Rescale the part of the items that opens with the line containing "Point to the pendant" and closes at the end of the items, writing out all its lines again, requests included. Multiply every coordinate in the answers by 0.5 and round to whole numbers, halves up, and give only those lines.
-------- Working data
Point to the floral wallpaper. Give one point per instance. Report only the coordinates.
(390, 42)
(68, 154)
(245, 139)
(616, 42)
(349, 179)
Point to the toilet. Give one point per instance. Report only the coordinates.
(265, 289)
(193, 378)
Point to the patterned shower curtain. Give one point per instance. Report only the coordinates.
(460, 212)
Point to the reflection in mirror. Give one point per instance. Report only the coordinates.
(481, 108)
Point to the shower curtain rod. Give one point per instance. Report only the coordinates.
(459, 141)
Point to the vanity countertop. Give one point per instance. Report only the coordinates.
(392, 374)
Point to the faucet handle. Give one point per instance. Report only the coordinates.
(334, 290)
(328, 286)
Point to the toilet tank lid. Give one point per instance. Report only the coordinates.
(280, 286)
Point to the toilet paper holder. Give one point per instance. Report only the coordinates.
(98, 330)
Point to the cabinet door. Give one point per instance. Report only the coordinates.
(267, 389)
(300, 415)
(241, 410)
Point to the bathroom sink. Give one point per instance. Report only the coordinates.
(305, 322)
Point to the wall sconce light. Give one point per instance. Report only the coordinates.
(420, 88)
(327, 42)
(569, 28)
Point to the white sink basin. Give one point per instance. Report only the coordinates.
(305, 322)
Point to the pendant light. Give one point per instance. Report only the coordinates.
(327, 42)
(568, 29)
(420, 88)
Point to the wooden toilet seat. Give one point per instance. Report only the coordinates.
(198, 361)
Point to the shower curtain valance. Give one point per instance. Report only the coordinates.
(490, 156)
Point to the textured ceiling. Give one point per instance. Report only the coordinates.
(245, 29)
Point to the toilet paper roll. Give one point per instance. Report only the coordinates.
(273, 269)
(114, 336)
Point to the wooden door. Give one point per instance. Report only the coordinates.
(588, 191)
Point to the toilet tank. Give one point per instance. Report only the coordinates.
----------------
Result:
Point to the pendant light. Give one point per instance. Report only the coordinates.
(164, 21)
(284, 15)
(210, 44)
Point to the wooden toilet seat. Give one point per instance. Report only the coordinates.
(99, 181)
Point to the shower curtain valance. Give one point per instance. Report only the coordinates.
(245, 78)
Point to the textured ceiling. Give one point per instance. Report only the coordinates.
(123, 15)
Point to the toilet paper roll. Give one point per instance. Report only the coordinates.
(137, 135)
(57, 168)
Point to the wooden door. Give one point per instance. Report only the coordinates.
(294, 96)
Point to the toilet tank. Give one point per instance. Report only the coordinates.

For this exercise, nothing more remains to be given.